## THE REQUEST
Copy the records below word for word, keeping every line and character unchanged.

## RECORD EXTRACTS
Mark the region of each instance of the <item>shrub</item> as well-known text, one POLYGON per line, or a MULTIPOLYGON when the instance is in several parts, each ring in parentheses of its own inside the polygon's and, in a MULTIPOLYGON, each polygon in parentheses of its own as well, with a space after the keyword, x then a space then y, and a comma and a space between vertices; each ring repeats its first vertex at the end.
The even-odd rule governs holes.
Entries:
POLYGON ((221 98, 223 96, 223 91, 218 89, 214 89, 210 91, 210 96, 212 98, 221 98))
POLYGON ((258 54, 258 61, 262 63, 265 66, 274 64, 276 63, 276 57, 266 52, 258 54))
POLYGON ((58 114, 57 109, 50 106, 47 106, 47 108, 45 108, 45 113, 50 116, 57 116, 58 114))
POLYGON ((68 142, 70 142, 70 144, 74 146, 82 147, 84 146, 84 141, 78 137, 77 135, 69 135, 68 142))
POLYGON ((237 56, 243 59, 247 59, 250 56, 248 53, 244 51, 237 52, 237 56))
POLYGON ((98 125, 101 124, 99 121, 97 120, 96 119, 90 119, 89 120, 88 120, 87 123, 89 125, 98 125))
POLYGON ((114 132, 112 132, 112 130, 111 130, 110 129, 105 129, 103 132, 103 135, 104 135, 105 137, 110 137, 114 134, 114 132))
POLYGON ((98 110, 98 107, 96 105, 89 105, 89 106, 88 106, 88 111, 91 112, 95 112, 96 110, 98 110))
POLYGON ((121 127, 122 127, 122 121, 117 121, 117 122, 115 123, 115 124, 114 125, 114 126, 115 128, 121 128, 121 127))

## SOLVED EXERCISE
Mark the region of each instance of the <item>shrub</item> as well-known text, one POLYGON per line, or a MULTIPOLYGON when the instance is in several parts, each ring in parentheses of its own inside the polygon's and, in a MULTIPOLYGON, each polygon in parentheses of its own as well, with a space after the keyword, x then a space then y, and a comma and a space between vertices; each ring repeats its first vertex at the end.
The even-odd rule governs holes.
Entries:
POLYGON ((221 98, 223 96, 223 91, 218 89, 214 89, 210 91, 210 96, 212 98, 221 98))
POLYGON ((258 54, 258 61, 262 63, 265 66, 274 64, 276 63, 276 57, 266 52, 258 54))
POLYGON ((58 114, 57 109, 50 106, 47 106, 47 108, 45 108, 45 113, 50 116, 57 116, 58 114))
POLYGON ((68 142, 70 142, 70 144, 74 146, 82 147, 84 146, 84 141, 78 137, 77 135, 69 135, 68 142))
POLYGON ((237 56, 243 59, 247 59, 250 56, 248 53, 244 51, 237 52, 237 56))
POLYGON ((98 125, 101 124, 99 121, 97 120, 96 119, 90 119, 89 120, 88 120, 87 123, 89 125, 98 125))
POLYGON ((114 132, 112 132, 112 130, 111 130, 110 129, 105 129, 103 132, 103 135, 104 135, 105 137, 110 137, 114 134, 114 132))
POLYGON ((98 110, 98 107, 96 105, 89 105, 89 106, 88 106, 88 111, 91 112, 95 112, 96 110, 98 110))
POLYGON ((121 127, 122 127, 122 121, 117 121, 117 122, 115 123, 115 124, 114 125, 114 126, 115 128, 121 128, 121 127))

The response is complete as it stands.